Work instruction -
Quote the material below exactly as written, from the first line to the line that holds "Target: dark suit jacket", endpoints included.

──────────

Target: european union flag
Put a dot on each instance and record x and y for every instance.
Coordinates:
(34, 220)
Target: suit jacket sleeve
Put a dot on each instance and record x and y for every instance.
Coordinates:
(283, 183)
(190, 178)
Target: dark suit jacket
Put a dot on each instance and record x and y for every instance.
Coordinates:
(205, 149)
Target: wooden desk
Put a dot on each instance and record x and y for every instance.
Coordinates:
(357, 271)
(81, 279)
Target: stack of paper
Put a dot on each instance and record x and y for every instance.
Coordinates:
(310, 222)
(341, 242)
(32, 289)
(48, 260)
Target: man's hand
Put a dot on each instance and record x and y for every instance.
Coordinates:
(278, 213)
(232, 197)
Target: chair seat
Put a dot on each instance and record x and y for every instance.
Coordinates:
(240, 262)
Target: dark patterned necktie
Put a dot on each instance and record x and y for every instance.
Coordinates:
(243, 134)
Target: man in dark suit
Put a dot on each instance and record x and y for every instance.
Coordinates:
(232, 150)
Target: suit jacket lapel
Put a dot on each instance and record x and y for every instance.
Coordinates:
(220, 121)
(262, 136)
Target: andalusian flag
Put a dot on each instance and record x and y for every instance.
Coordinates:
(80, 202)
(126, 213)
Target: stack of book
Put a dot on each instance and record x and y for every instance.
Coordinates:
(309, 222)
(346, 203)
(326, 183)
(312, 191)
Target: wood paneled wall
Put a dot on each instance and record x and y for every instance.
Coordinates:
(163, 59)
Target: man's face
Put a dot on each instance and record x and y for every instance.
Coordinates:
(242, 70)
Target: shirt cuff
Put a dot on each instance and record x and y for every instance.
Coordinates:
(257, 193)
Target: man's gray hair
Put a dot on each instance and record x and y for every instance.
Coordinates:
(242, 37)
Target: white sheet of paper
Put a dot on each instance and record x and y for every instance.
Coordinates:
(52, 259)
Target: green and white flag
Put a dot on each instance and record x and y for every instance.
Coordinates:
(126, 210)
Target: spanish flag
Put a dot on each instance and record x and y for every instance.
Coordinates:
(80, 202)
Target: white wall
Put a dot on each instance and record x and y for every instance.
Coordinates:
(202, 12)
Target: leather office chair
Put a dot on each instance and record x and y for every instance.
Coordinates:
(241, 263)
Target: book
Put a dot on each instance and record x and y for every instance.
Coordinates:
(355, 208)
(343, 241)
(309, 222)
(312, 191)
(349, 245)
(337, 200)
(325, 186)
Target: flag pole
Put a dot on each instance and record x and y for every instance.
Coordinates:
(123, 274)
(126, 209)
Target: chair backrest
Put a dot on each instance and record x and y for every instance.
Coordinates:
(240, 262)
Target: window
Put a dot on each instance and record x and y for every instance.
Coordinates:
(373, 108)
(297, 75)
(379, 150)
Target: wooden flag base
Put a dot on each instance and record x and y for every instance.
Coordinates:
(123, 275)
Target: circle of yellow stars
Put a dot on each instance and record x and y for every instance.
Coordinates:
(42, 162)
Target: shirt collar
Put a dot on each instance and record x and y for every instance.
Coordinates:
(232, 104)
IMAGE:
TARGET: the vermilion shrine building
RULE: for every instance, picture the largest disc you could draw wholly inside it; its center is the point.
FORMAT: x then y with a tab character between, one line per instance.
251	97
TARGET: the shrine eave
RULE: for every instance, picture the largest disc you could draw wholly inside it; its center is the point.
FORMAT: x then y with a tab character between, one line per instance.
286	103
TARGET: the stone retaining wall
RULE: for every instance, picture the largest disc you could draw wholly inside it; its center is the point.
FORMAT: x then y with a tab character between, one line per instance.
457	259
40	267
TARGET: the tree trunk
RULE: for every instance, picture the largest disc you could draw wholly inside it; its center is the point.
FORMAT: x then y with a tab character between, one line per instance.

──────────

Written response -
Target: european union flag
Put a dot on each instance and record x and y for every instance.
Coordinates:
(34, 220)
Target: suit jacket sleeve
Put a dot on each instance and record x and y for every instance.
Coordinates:
(283, 183)
(190, 178)
Target: dark suit jacket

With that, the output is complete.